Exercise details
Print the passage of the Draper Prize recipient list below from "2008: Rudolf Kalman" to "World Wide Web.", copying it word for word.

Study text
>>>
Previous Recipients of the Charles Stark Draper Prize

2009: Robert H. Dennard for his invention and contributions to the development of the Dynamic Random Access Memory (DRAM), used universally in computers and other data processing and communication systems.

2008: Rudolf Kalman for the devlopment and dissemination of the optimal digital technique (known as the Kalman Filter) that is pervasively used to control a vast array of consumer, health, commercial and defense products.

2007: Timothy Berners-Lee for developing the World Wide Web.

2006: Willard S. Boyle and George E. Smith for the invention of the Charge-Coupled Device (CCD), a light-sensitive component at the heart of digital cameras and other widely used imaging technologies.

2005: Minoru S. "Sam" Araki, Francis J. Madden, Edward A. Miller, James W. Plummer and Don H. Schoessler for the design, development, and operation of Corona, the first space-based Earth observation system.

2004: Alan C. Kay, Butler W. Lampson, Robert W. Taylor, and Charles P. Thacker for the vision, conception, and development of the first practical networked personal computers.

2003: Ivan A. Getting* and Bradford W. Parkinson for the concept and development of the Global Positioning System (GPS).

2002: Robert Langer for the bioengineering of revolutionary medical drug delivery systems.

2001: Vinton G. Cerf, Robert E. Kahn, Leonard Kleinrock, and Lawrence G. Roberts for the development of the Internet.

1999: Charles K. Kao, Robert D. Maurer, and John B. MacChesney for the development of fiber optics.

1997: Vladimir Haensel* for his invention of the PlatformingTM process.

1995: John R. Pierce* and Harold A. Rosen for their development of communication satellite technology.

1993: John Backus* for his development of FORTRAN, the first widely used, general purpose, high-level computer language.

1991: Sir Frank Whittle* and Hans J.P. von Ohain* for their independent development of the turbojet engine.

1989: Jack S. Kilby* and Robert N. Noyce* for their independent development of the monolithic integrated circuit.
<<<
Extracted entries
>>>
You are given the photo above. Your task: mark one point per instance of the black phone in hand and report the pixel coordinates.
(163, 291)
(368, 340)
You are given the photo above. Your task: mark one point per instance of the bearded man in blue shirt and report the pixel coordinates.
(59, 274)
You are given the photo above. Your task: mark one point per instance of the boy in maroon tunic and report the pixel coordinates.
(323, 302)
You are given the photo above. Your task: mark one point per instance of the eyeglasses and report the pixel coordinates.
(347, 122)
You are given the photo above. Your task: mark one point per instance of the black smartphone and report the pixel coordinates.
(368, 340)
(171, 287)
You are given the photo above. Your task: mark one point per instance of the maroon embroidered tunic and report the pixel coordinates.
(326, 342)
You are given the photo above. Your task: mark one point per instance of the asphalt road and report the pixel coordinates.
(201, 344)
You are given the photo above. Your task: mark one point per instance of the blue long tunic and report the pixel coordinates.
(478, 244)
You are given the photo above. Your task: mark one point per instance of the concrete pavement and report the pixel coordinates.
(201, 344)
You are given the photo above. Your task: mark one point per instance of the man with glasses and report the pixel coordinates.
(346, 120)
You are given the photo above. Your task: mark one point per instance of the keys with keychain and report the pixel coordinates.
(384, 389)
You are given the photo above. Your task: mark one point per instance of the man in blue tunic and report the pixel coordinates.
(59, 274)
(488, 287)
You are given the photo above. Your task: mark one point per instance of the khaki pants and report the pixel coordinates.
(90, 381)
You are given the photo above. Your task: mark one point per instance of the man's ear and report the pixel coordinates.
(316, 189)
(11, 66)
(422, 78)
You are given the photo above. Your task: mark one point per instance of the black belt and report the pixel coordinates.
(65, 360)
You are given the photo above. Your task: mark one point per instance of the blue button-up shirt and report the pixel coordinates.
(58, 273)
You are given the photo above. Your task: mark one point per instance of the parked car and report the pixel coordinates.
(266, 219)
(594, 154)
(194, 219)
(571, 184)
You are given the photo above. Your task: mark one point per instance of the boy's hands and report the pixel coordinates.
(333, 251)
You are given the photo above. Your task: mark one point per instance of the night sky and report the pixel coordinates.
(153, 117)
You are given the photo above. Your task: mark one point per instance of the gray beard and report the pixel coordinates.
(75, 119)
<<<
Exercise result
2008: Rudolf Kalman for the devlopment and dissemination of the optimal digital technique (known as the Kalman Filter) that is pervasively used to control a vast array of consumer, health, commercial and defense products.

2007: Timothy Berners-Lee for developing the World Wide Web.